COMPLETE THE FOLLOWING –
• A. In the book review, change "philosopher" to "thinker" and write out the text between "Pub Date: April" and "mugs and T-shirts.", inclusive.
• B. List every member of Callie's family that the book review mentions.

PAGE EXTRACT –
Pub Date: April 11th, 2017
ISBN: 978-0-06-237108-9
Publisher: Harper/HarperCollins

Seventh-grader Callie is a VERY DEEP philosopher, intent on designing her own positive slogan for mugs and T-shirts.

The white girl’s focus on only happy thoughts becomes difficult when her dad loses his job—the reason for their move to an upscale apartment on the Upper East Side—and she does not have the concert-ticket money promised to a girl at her snobby private school. Stressed, distracted, and late for school after trying to visit her grandma in the titular apartment, Callie decides to skip altogether and finds herself at the Met, a pattern that repeats over several days. On her first day, she meets light-skinned African-American, unschooled Cassius, and together they spend their days in various museums. Just when Callie’s cloyingly cute preteen-speak (littered with capitalizations and exclamation points, ew, OMG!) verges on annoying, real issues surface, not only in her family, but to others. As she learns of her grandparents’ rejection of her gay uncle, perceives the racism that Cassius experiences, and deals with her younger brother’s bully, her character deepens. Cassius reveals that he has Best disease and is going blind; Callie rushes to rescue him when he is lost on the subway. Callie learns about friendship, her family, and the importance of not being stuck in a regret-filled past.

As it moves beyond First World problems, this coming-of-age novel reaches a satisfying depth of character and theme.

PROVIDED DATA –
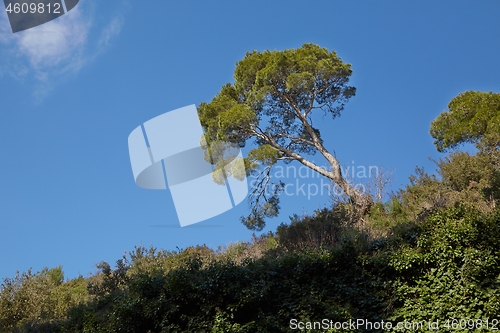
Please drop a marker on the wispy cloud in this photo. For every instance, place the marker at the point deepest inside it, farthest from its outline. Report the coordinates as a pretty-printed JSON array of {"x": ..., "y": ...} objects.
[{"x": 52, "y": 51}]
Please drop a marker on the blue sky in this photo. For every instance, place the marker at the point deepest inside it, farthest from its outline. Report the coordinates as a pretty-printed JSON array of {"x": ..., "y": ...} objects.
[{"x": 73, "y": 89}]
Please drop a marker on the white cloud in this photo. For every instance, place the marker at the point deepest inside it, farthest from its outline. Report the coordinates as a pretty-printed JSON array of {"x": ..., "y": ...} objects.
[{"x": 52, "y": 50}]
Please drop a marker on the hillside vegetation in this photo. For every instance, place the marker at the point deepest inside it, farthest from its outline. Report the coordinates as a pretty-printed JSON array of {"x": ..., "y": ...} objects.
[{"x": 431, "y": 252}]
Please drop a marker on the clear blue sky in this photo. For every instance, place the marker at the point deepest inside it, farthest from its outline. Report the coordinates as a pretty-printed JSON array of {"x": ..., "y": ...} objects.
[{"x": 73, "y": 89}]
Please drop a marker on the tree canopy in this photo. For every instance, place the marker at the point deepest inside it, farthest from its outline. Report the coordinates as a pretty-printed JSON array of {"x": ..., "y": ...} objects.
[
  {"x": 271, "y": 102},
  {"x": 473, "y": 117}
]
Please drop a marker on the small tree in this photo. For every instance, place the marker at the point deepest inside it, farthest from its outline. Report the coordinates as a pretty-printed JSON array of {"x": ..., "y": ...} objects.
[
  {"x": 272, "y": 101},
  {"x": 473, "y": 117}
]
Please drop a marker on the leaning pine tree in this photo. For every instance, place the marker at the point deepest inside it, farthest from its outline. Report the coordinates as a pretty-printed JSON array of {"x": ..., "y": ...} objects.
[{"x": 271, "y": 102}]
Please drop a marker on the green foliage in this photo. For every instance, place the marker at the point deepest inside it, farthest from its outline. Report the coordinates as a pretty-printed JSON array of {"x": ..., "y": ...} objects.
[
  {"x": 472, "y": 116},
  {"x": 451, "y": 270},
  {"x": 271, "y": 101}
]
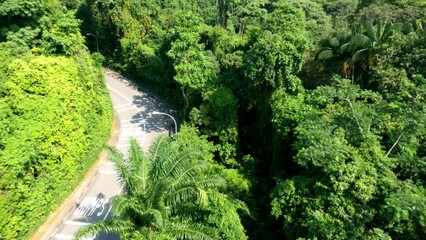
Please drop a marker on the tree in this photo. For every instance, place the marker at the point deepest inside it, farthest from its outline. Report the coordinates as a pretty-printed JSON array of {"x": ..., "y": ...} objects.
[
  {"x": 196, "y": 68},
  {"x": 164, "y": 189}
]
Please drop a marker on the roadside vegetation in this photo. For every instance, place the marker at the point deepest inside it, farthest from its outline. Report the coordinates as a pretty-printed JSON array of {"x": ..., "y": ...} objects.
[
  {"x": 312, "y": 112},
  {"x": 55, "y": 112}
]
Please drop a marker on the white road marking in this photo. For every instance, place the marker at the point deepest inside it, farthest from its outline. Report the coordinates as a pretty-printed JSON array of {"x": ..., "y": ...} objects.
[
  {"x": 90, "y": 205},
  {"x": 127, "y": 108},
  {"x": 119, "y": 93},
  {"x": 108, "y": 172},
  {"x": 134, "y": 119},
  {"x": 70, "y": 222},
  {"x": 63, "y": 236},
  {"x": 123, "y": 105}
]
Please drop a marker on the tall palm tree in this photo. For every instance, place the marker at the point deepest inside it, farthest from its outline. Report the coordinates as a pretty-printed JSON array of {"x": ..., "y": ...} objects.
[
  {"x": 359, "y": 48},
  {"x": 161, "y": 190}
]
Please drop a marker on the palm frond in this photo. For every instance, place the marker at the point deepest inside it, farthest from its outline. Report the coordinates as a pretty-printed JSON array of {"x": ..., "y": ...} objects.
[
  {"x": 359, "y": 41},
  {"x": 190, "y": 192},
  {"x": 156, "y": 218},
  {"x": 369, "y": 31},
  {"x": 180, "y": 163},
  {"x": 108, "y": 226},
  {"x": 387, "y": 31},
  {"x": 325, "y": 54},
  {"x": 191, "y": 231},
  {"x": 360, "y": 55},
  {"x": 334, "y": 42},
  {"x": 140, "y": 165},
  {"x": 344, "y": 48},
  {"x": 125, "y": 174},
  {"x": 157, "y": 146},
  {"x": 188, "y": 173},
  {"x": 124, "y": 205}
]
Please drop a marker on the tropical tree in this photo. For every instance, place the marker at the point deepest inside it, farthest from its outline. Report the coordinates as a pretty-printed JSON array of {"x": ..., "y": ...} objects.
[{"x": 164, "y": 189}]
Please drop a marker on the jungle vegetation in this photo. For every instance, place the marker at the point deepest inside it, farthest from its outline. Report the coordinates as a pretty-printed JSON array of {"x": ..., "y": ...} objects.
[{"x": 310, "y": 114}]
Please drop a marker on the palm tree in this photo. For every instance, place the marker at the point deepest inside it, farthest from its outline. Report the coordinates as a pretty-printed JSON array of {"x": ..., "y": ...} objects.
[
  {"x": 161, "y": 190},
  {"x": 359, "y": 48}
]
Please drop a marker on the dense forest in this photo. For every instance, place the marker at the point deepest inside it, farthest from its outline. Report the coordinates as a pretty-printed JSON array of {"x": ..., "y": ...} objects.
[
  {"x": 303, "y": 119},
  {"x": 55, "y": 112}
]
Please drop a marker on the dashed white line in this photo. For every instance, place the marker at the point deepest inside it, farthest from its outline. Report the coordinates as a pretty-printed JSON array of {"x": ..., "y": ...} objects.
[
  {"x": 107, "y": 172},
  {"x": 119, "y": 93},
  {"x": 70, "y": 222},
  {"x": 63, "y": 236}
]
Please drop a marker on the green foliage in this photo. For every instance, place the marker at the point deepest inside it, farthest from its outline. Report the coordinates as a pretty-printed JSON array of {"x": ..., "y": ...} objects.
[
  {"x": 276, "y": 55},
  {"x": 56, "y": 117},
  {"x": 164, "y": 190},
  {"x": 217, "y": 118},
  {"x": 195, "y": 68}
]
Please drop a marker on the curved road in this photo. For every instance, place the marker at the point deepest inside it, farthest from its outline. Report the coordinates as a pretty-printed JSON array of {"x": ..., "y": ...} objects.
[{"x": 134, "y": 110}]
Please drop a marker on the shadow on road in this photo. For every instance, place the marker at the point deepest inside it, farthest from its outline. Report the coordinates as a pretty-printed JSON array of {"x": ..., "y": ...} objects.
[{"x": 153, "y": 123}]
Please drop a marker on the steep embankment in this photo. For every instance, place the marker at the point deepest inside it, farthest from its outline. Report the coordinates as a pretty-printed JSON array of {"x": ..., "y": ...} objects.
[{"x": 55, "y": 116}]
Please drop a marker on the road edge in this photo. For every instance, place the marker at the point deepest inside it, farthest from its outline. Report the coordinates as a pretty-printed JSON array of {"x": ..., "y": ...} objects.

TASK-BY-TASK RESULTS –
• A.
Pub Date: April 11th, 2017
ISBN: 978-0-06-237108-9
Publisher: Harper/HarperCollins

Seventh-grader Callie is a VERY DEEP thinker, intent on designing her own positive slogan for mugs and T-shirts.

• B.
- her dad
- her grandma
- her grandparents
- her gay uncle
- her younger brother